[Image-grounded pointing data]
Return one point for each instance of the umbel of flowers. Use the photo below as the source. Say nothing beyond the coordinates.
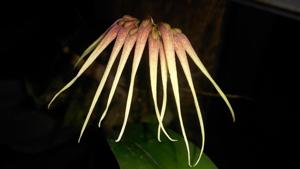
(165, 45)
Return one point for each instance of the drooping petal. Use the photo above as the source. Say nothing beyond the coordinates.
(168, 41)
(109, 37)
(96, 42)
(142, 36)
(116, 49)
(129, 43)
(190, 50)
(153, 44)
(187, 72)
(164, 78)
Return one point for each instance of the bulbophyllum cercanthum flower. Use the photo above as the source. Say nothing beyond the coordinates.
(164, 45)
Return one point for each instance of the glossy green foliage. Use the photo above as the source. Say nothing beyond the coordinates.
(139, 149)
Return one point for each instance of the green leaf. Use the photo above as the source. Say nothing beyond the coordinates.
(139, 149)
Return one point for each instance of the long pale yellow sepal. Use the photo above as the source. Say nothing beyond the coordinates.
(142, 36)
(129, 43)
(116, 49)
(153, 44)
(186, 69)
(109, 37)
(168, 41)
(190, 50)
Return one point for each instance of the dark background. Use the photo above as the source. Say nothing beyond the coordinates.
(257, 59)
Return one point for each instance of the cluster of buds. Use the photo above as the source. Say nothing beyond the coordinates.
(165, 45)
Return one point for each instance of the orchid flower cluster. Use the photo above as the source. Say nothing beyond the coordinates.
(165, 44)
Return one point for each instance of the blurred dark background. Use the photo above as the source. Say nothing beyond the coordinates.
(250, 47)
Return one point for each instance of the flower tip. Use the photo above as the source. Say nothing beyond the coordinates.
(177, 30)
(165, 25)
(145, 22)
(154, 34)
(133, 31)
(128, 17)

- **WHAT YOU HAVE TO DO**:
When you reach a picture in the records above, pass over it and transcribe the rest exactly.

- **ANSWER SPACE**:
Return one point for each instance of the umbel of flowers. Use the photo below as the source. Say nothing beyond the coordinates.
(165, 45)
Return one point for each instance of the drooping petal. Use the photo above as the source. Say nothing beyond the coordinates.
(168, 41)
(109, 37)
(96, 42)
(142, 36)
(116, 49)
(129, 43)
(190, 50)
(153, 44)
(187, 72)
(164, 78)
Return one point for each instance of the bulbophyllum cercanthum flower. Use the photo above as the source. Say nothing beyond the coordinates.
(164, 45)
Return one point for each instance of the glossy green foliage. Use the photo above as the source. Say nothing beyond the coordinates.
(139, 149)
Return one point for each instance of the green leaf. Use the photo above as the source. Say nothing beyond the coordinates.
(139, 149)
Return one point for each instance of the long pale yellow sepal. Use the photo above as the source. Say nothing beyond the coordinates.
(142, 36)
(129, 43)
(116, 49)
(153, 44)
(186, 69)
(109, 37)
(168, 41)
(190, 50)
Return one point for each instance of the dark background. Use the photo above as the source. Say nothing beyond the coordinates.
(257, 59)
Return one point for each instance of the cluster of buds. Use the photo above as the source. Say nothing beyond the coordinates.
(165, 45)
Return one point for each instance of the orchid flower cluster. Use the photo above as the source. Say nothing beyond the coordinates.
(165, 44)
Return one point for each instance of the blurred dark background. Use the photo above as the source. Say nothing beyond the coordinates.
(250, 47)
Return one point for each instance of the flower tip. Use the photo above as the source. Say nothing beyond the coordinates.
(177, 30)
(165, 25)
(145, 22)
(154, 34)
(133, 31)
(128, 17)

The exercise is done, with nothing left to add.